### Exercise instructions:
From the listing that follows, extract every line and set it down unaltered.

=== Exercise inputs ===

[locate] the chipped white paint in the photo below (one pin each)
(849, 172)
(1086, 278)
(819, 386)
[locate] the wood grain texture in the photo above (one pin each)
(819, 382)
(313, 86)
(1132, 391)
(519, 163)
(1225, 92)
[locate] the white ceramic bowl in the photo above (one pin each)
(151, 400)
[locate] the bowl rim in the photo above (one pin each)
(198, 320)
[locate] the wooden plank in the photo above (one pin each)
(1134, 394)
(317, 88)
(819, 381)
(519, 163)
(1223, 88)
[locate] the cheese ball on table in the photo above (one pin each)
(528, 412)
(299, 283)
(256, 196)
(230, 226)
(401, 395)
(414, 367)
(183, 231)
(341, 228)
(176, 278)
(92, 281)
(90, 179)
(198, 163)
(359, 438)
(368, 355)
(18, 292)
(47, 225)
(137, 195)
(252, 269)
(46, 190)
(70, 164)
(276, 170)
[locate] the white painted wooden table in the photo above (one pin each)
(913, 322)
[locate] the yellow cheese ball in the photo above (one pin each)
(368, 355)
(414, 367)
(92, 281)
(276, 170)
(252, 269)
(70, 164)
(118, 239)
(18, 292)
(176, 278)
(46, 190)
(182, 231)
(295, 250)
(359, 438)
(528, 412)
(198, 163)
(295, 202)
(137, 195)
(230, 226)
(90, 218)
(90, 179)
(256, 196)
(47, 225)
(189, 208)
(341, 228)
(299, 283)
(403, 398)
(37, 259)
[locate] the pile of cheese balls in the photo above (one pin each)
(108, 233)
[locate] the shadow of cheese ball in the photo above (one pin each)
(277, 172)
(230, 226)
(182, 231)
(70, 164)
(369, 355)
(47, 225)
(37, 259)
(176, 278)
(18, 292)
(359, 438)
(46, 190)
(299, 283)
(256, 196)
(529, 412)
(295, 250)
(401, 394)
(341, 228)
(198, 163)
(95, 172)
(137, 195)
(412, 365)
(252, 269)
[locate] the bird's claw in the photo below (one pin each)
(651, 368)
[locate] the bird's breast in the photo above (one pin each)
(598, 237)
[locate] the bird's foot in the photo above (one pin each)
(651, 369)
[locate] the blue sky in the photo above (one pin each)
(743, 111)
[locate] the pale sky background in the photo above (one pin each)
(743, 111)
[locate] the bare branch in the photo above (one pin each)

===

### Solution for this task:
[locate] the chipped white paint in the photo below (one pin each)
(849, 172)
(1086, 278)
(819, 386)
[locate] the wood grain texture in the photo above (one pin each)
(819, 382)
(313, 86)
(1132, 391)
(519, 163)
(1225, 92)
[locate] the white ceramic bowl in the photo above (one pin each)
(151, 400)
[locate] the bowl rim in the photo above (one pin each)
(198, 320)
[locate] the wooden plank in the photo above (one pin each)
(1134, 394)
(317, 88)
(819, 381)
(519, 163)
(1223, 88)
[locate] the cheese ball on table in the photo above (one pin each)
(528, 412)
(299, 283)
(256, 196)
(230, 226)
(401, 395)
(414, 367)
(183, 231)
(341, 228)
(176, 278)
(92, 281)
(90, 179)
(198, 163)
(359, 438)
(368, 355)
(18, 292)
(47, 225)
(137, 195)
(252, 269)
(46, 190)
(70, 164)
(276, 170)
[locate] the white painted wooden table in the photo above (one pin each)
(913, 322)
[locate] the yellow cheese ball in the photo above (one pin each)
(368, 355)
(414, 367)
(92, 281)
(276, 170)
(252, 269)
(70, 164)
(118, 239)
(18, 292)
(176, 278)
(46, 190)
(182, 231)
(295, 250)
(359, 438)
(528, 412)
(198, 163)
(295, 202)
(137, 195)
(230, 226)
(90, 218)
(90, 179)
(256, 196)
(47, 225)
(189, 208)
(341, 228)
(299, 283)
(403, 398)
(37, 259)
[locate] the pile of cheese balls in the photo above (one pin each)
(108, 233)
[locate] the shadow of cheese ball in the photo above (one pin each)
(277, 172)
(230, 226)
(182, 231)
(70, 164)
(369, 355)
(47, 225)
(37, 259)
(176, 278)
(18, 292)
(359, 438)
(46, 190)
(299, 283)
(256, 196)
(529, 412)
(295, 250)
(401, 394)
(341, 228)
(198, 163)
(95, 172)
(137, 195)
(412, 365)
(252, 269)
[locate] the bird's claw in the photo below (one pin each)
(651, 368)
[locate] the bird's breast in the photo above (one pin each)
(598, 237)
[locate] the bird's foot in the photo above (one pin each)
(651, 369)
[locate] the blue sky in the photo above (one pin each)
(743, 111)
[locate] the pale sky background in the photo above (one pin each)
(743, 111)
[locate] the bare branch in the photo above (one pin each)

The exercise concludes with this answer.